## [EXERCISE INSTRUCTIONS]
Please count the rows in the entries below that contain the string "line", and reply with that number alone.

## [DATA FOR THIS TASK]
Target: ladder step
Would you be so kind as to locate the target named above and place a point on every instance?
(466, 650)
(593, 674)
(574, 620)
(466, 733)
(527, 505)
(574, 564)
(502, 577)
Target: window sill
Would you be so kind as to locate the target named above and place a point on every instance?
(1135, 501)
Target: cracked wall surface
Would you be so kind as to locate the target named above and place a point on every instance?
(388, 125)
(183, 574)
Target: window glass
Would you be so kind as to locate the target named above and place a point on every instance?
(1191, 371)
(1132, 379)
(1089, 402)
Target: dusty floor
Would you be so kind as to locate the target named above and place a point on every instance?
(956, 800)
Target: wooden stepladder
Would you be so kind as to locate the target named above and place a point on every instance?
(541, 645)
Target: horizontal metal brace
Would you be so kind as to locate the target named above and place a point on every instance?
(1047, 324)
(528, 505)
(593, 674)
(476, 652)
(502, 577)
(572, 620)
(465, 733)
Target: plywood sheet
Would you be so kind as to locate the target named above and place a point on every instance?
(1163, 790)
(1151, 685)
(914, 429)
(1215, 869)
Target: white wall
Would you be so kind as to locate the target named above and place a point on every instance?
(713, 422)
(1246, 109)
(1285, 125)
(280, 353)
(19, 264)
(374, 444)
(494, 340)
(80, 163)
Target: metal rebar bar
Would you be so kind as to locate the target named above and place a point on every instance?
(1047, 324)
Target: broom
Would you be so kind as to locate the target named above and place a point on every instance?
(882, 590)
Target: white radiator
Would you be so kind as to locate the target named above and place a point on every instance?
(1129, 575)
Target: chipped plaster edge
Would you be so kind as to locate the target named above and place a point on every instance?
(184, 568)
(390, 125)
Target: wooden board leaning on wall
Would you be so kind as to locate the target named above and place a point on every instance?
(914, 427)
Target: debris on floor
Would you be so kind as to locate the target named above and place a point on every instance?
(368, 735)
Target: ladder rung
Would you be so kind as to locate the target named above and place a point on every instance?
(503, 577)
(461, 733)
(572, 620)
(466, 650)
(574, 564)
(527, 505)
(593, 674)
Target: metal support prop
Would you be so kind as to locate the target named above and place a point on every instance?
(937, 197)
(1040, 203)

* * *

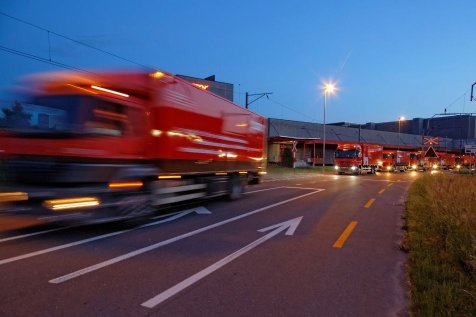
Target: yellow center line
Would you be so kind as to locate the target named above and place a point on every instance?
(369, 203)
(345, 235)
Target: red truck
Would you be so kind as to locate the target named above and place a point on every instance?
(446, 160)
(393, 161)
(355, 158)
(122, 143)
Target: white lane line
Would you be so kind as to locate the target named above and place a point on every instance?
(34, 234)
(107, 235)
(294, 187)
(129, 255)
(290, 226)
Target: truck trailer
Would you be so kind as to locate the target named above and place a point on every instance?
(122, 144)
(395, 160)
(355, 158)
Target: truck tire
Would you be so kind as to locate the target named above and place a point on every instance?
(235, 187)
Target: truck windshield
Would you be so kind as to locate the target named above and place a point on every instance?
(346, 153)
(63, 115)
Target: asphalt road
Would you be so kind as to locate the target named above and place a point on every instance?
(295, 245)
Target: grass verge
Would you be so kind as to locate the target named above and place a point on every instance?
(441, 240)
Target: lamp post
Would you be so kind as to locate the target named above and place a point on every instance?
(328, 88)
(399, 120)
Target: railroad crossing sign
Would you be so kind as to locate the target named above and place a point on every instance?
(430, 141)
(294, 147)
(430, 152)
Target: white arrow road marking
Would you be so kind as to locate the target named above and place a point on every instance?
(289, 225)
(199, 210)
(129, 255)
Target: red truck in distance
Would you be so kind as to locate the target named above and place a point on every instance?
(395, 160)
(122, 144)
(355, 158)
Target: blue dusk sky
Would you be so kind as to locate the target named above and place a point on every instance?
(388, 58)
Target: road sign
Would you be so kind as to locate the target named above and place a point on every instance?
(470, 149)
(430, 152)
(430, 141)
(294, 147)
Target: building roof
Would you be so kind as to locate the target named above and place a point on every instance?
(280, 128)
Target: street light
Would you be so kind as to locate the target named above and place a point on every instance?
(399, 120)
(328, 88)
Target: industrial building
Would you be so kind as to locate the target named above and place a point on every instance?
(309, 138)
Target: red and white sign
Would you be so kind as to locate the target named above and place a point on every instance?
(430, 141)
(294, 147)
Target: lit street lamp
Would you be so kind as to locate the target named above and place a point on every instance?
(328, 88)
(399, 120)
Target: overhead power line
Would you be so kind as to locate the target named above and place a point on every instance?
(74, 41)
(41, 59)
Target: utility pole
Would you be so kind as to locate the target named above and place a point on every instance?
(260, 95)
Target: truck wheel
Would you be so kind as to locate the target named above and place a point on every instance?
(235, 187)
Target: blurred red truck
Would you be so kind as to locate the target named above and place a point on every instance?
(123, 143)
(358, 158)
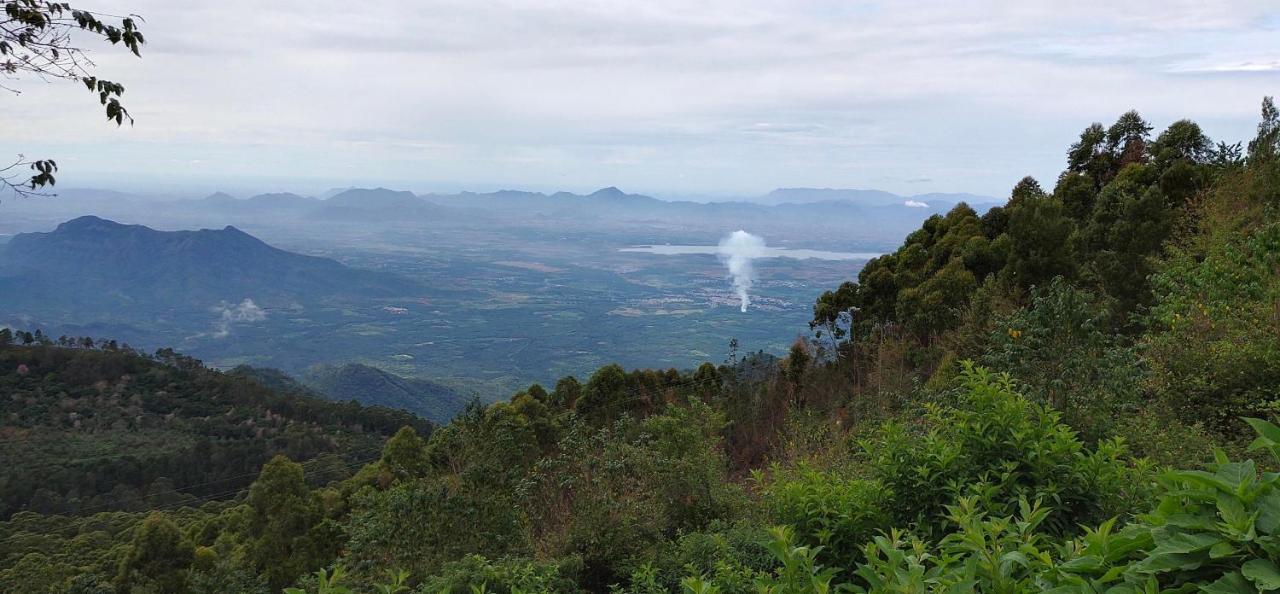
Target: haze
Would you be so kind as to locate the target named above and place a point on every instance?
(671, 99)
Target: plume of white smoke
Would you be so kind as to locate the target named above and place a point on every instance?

## [EXERCISE RESPONSE]
3